- [TASK REQUIREMENTS] Scan the entries below for the string "instance" and copy every line where it turns up.

[Items from a dataset]
Start of Block

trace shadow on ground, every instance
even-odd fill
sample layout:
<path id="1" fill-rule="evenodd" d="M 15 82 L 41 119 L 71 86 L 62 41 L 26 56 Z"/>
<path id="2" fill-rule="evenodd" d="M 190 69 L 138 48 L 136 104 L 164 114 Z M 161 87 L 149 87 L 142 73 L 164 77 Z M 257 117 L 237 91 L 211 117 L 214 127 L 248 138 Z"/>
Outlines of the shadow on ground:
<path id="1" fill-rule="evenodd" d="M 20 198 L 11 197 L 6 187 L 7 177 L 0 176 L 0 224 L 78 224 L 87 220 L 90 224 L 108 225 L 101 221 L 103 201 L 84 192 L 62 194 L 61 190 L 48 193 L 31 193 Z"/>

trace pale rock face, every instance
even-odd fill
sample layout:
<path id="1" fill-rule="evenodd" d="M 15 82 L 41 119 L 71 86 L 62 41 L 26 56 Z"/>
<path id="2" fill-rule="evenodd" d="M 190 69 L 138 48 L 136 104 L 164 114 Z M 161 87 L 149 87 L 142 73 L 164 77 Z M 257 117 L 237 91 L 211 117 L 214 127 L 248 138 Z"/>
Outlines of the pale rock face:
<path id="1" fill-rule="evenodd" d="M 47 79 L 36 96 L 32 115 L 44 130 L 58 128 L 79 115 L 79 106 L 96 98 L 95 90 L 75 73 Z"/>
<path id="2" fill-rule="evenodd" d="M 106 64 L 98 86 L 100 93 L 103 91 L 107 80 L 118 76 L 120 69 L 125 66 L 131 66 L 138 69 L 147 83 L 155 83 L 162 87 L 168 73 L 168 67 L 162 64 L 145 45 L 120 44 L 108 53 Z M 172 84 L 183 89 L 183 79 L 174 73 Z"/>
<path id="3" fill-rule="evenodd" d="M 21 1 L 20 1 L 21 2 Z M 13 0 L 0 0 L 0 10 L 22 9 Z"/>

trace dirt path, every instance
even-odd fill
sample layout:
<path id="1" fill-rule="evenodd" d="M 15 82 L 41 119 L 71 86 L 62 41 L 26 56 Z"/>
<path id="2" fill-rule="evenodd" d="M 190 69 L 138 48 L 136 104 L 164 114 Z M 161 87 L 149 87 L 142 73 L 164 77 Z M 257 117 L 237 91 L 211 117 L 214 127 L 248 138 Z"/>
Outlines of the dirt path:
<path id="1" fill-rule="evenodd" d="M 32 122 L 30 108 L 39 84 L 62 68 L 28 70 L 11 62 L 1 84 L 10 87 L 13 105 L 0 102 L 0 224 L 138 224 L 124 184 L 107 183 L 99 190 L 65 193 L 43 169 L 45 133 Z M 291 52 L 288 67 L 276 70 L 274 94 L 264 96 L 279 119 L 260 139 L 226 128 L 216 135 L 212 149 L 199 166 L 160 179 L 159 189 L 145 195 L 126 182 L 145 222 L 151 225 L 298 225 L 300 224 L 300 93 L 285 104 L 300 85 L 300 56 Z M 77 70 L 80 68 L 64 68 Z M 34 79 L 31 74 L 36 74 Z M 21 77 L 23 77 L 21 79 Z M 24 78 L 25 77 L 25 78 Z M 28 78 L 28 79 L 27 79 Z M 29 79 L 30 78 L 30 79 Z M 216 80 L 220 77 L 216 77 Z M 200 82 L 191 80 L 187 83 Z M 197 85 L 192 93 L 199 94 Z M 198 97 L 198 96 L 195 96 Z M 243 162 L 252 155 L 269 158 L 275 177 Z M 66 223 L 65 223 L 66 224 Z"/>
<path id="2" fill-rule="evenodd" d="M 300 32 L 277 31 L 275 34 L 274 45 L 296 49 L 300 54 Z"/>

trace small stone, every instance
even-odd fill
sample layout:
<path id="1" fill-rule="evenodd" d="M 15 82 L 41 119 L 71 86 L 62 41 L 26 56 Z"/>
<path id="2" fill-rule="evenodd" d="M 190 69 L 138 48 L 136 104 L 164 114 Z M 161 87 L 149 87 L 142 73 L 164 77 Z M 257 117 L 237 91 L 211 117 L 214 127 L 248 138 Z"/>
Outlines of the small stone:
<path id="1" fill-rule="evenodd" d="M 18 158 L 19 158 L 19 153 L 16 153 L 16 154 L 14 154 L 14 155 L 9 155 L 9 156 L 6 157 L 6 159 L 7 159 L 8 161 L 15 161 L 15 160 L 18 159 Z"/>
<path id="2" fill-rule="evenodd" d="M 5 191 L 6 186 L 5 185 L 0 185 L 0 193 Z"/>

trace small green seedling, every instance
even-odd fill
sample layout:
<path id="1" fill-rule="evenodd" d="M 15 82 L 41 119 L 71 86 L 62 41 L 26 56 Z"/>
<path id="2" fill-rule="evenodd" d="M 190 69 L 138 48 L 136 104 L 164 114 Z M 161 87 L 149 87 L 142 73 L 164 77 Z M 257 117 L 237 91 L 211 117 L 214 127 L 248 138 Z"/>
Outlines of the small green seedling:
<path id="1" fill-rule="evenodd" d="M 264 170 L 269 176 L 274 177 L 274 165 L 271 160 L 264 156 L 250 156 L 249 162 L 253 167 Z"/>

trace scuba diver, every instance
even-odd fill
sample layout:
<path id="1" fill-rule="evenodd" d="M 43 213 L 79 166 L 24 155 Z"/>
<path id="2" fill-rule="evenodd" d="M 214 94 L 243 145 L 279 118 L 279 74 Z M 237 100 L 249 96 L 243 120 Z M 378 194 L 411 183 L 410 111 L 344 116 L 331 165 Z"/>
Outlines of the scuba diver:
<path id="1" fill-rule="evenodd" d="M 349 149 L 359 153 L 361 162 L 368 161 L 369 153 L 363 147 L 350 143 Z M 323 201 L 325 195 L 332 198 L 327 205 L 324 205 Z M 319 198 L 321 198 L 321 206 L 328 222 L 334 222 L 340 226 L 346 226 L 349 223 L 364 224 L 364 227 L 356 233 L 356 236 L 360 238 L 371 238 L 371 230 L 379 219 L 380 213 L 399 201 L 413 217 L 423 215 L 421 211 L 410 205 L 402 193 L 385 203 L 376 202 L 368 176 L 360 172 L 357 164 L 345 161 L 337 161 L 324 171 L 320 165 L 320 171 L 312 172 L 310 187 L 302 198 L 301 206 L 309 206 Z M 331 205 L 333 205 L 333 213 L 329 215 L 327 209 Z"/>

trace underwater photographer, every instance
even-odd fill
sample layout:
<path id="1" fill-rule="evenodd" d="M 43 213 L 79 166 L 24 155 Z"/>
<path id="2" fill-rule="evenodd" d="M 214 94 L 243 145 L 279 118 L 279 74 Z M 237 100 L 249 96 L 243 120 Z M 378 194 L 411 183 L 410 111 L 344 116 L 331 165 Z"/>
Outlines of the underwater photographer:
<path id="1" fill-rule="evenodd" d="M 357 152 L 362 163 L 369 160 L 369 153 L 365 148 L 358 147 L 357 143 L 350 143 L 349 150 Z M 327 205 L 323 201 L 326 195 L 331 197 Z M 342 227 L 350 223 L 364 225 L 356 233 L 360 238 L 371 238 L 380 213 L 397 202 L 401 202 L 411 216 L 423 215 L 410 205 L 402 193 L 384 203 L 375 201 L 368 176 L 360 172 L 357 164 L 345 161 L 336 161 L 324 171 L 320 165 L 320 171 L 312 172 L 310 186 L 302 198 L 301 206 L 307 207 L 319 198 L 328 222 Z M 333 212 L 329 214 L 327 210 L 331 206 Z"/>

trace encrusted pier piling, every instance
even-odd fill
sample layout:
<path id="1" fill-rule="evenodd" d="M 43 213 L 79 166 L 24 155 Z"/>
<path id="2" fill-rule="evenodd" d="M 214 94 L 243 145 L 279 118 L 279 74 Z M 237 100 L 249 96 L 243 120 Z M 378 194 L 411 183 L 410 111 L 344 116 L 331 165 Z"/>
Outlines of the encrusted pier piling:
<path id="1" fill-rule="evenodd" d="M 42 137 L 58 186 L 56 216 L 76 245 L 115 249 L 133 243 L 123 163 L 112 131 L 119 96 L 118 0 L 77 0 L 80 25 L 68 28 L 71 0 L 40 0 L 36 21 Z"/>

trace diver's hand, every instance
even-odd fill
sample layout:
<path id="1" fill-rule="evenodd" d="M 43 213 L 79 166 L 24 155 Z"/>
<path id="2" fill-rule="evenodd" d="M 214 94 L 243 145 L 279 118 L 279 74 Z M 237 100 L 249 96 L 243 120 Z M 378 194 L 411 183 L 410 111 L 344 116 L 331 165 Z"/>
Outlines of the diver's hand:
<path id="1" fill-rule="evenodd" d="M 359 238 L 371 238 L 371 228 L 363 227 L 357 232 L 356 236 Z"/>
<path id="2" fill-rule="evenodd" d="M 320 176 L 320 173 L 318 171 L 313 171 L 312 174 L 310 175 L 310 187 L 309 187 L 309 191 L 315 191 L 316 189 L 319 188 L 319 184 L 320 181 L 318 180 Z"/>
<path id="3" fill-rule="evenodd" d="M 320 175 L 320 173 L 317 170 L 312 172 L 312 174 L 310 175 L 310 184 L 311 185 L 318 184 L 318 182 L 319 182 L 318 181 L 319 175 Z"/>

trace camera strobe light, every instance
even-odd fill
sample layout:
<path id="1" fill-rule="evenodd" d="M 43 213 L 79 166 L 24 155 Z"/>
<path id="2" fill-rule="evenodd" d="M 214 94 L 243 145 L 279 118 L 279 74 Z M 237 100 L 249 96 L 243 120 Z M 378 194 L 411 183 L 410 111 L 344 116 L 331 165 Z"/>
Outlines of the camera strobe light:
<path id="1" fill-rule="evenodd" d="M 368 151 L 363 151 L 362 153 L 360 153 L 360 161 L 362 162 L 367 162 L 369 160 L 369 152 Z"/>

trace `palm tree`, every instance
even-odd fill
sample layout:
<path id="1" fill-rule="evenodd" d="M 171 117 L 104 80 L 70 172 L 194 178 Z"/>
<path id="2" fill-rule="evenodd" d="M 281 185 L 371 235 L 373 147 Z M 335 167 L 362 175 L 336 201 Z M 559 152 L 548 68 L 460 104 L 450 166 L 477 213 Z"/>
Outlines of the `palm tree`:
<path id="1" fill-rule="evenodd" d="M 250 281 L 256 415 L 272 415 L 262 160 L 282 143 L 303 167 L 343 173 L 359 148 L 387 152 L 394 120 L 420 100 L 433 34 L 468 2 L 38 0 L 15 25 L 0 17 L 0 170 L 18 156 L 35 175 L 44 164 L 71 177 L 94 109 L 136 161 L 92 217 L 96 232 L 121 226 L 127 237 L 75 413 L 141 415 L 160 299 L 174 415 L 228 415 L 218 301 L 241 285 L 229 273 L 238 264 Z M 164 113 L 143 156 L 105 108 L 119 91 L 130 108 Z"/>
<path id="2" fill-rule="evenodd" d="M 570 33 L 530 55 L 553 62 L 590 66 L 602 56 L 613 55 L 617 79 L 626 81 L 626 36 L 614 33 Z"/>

End of Block

- [WRITTEN ANSWER]
trace shadow on ground, every instance
trace pale rock face, every instance
trace dirt path, every instance
trace small stone, every instance
trace small green seedling, every instance
trace scuba diver, every instance
trace underwater photographer, every instance
trace encrusted pier piling, every instance
trace diver's hand, every instance
trace camera strobe light, every instance
trace `palm tree`, every instance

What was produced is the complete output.